Source document »
══════════════════════════════

Wednesday, March 30, 2011

Cuba's Remnant Rediscovers Religion

Cuba's Remnant Rediscovers Religion
Letter from Havana
By Michael Orbach
Published March 30, 2011.

The hubbub surrounding Cuba's small Jewish community these days does not
faze Yakob Berezniak Hernandez.

Sitting behind a desk crowded with a typewriter, several cans of
Lieber's tomato paste and piles of loose foreign change, Hernandez, of
Havana's Adath Israel synagogue, waved away inquiries about Alan Gross,
the 61-year-old American Jewish contractor sentenced to 15 years in
prison March 15. Gross was found guilty of seeking to clandestinely
distribute Internet satellite communications equipment to Cuba's Jewish
community on behalf of United States Agency for International Development.

"We have good relationships with the goyim," said Hernandez. "This is a
paradise for religions. You can't find anti-Semites [here]. No one cares."

But several days later, it became clear that some people outside Cuba
care a lot. When former President Jimmy Carter arrived in Cuba on March
28, he met almost immediately with Jewish community leaders, followed by
meetings over the next two days with senior Cuban officials, including
President Raul Castro. ABC News reported that the Gross case was a
prominent part of his discussions with the Cuban officials.

The Gross case also shined a spotlight on the small Cuban-Jewish
community or "Jubans," as they are known. While close to 95% of the
Jewish population fled Cuba before or soon after the revolution, a
remnant remained. Now numbering a little more than 1,000, the community
has experienced a religious reawakening.

These days, 200 people or more pray every Sabbath in the El Patronato
Bet Sholom Synagogue, the largest in Cuba, and close to 100 teenagers
attend Sunday school, where they learn Hebrew and study about Judaism.

Adath Israel, located in the old Havana district, is the sole Orthodox
synagogue in Cuba. Hernandez, a hulking, bearded 29-year-old, fulfills
many roles in the congregation. He is the synagogue's cantor, public
prayer reader, one-man burial committee and treasurer. After spending
four months in Haifa in 2009 studying the laws of kashrut, he also
became the community's sole shokhet, or ritual slaughterer, a task he
fulfills five blocks away, in a butcher shop. (Meat, a luxury in Cuba,
is regularly provided to members of the Jewish community under the
national rationing system, instead of the pork rations others receive.)

══════════════════════════════

Stored rows »
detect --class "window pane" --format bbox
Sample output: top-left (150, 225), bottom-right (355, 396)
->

══════════════════════════════

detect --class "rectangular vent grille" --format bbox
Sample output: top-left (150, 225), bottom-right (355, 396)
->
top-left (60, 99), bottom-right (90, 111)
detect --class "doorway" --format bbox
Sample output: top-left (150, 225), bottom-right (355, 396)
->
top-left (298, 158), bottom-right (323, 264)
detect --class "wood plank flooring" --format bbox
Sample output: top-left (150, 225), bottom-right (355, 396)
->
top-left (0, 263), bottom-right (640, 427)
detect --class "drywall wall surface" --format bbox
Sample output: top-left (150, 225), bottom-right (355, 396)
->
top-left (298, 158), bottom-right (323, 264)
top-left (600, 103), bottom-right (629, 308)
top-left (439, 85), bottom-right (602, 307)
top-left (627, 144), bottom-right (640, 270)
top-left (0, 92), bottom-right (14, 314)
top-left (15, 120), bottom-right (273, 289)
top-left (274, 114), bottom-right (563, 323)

══════════════════════════════

What this exercise asks »
1) Reproduce the stretch of the Havana Jewish community article from "Sitting behind a" through "for International Development.", putting "computer" in place of "typewriter".
2) Write the next paragraph of the article about Cuba's Jewish community, picking up after its last sentence.

Outputs for the tasks »
1)
Sitting behind a desk crowded with a computer, several cans of
Lieber's tomato paste and piles of loose foreign change, Hernandez, of
Havana's Adath Israel synagogue, waved away inquiries about Alan Gross,
the 61-year-old American Jewish contractor sentenced to 15 years in
prison March 15. Gross was found guilty of seeking to clandestinely
distribute Internet satellite communications equipment to Cuba's Jewish
community on behalf of United States Agency for International Development.

2)
Outside Hernandez's office, women knitted yarmulkes with Israeli and
Cuban flags intertwined, which they sold to tourists for roughly $10, a
little less than a month's salary for most Cubans.

While Israel and Cuba do not have formal diplomatic ties, Cuban Jews can
make aliyah and leave the country, unlike their fellow citizens. Many
Jews have immigrated to Israel, though Hernandez said that some have had
trouble adjusting. "It's difficult to adapt to life in Israel,"
Hernandez said, citing the relaxed atmosphere of Cuba. "People that stay
are very happy. It's a place to practice Judaism."

The Orthodox Adath Israel, which holds daily morning and
afternoon-evening services, found a novel way to attract people in this
country of scarcities to its gatherings: food. The synagogue provides a
meal after both shacharit, the morning service, and mincha, the
afternoon service.

Hernandez said that the congregation numbers 300 members, many of whom
he claims keep kosher thanks to donations from the Jewish community of
Panama. The synagogue bakes challah in its own kitchen; for Purim, Adath
Israel baked hamantaschen. A new van, with the name and logo of the
synagogue's website, was parked outside — a strange sight in Havana,
where bicycle taxis and refurbished 1950s Chevrolets and DeSotos crowd
the dusty streets. This relative wealth didn't stop members of the
community from offering to sell cigars to a reporter.

Ruth Behar, a professor of anthropology at the University of Michigan
and the author of "An Island Called Home: Returning to Jewish Cuba,"
said that the community is composed mainly of converts.

"There's a handful of Jews on both their mother and father's side," she
said. "Most have converted because their father is Jewish or they have a
grandparent. They're very much a larger part of Cuban society."

Outside Adath Israel, Bryam Ernesto Quirch Acosta, 21, an engineering
student at the University of Havana whose grandfather was Jewish,
explained why he came to the synagogue. "I feel sorry," he said in
Spanish. "I don't know how to be Jewish."

The community's makeup has caused some problems for Lubavitch, the
Hasidic sect famed for its worldwide outreach. The Orthodox synagogue
broke ties with the group recently.

"They make propaganda against the Jews and the goyim," Hernandez said,
explaining the break.

Shimon Aisenbach of the Chabad Canadian Friends of Cuban Jewry said that
the falling-out was caused when the synagogue's old president left.
Lubavitch emissaries, according to Aisenbach, were told that the
synagogue no longer believed in the Orthodox definition of someone who
is Jewish, which requires matrilineal descent.

"They proved it clearly to our emissaries by allowing an outright
non-Jew to blow the shofar on that Rosh Hashanah," he explained in an
email to the Forward.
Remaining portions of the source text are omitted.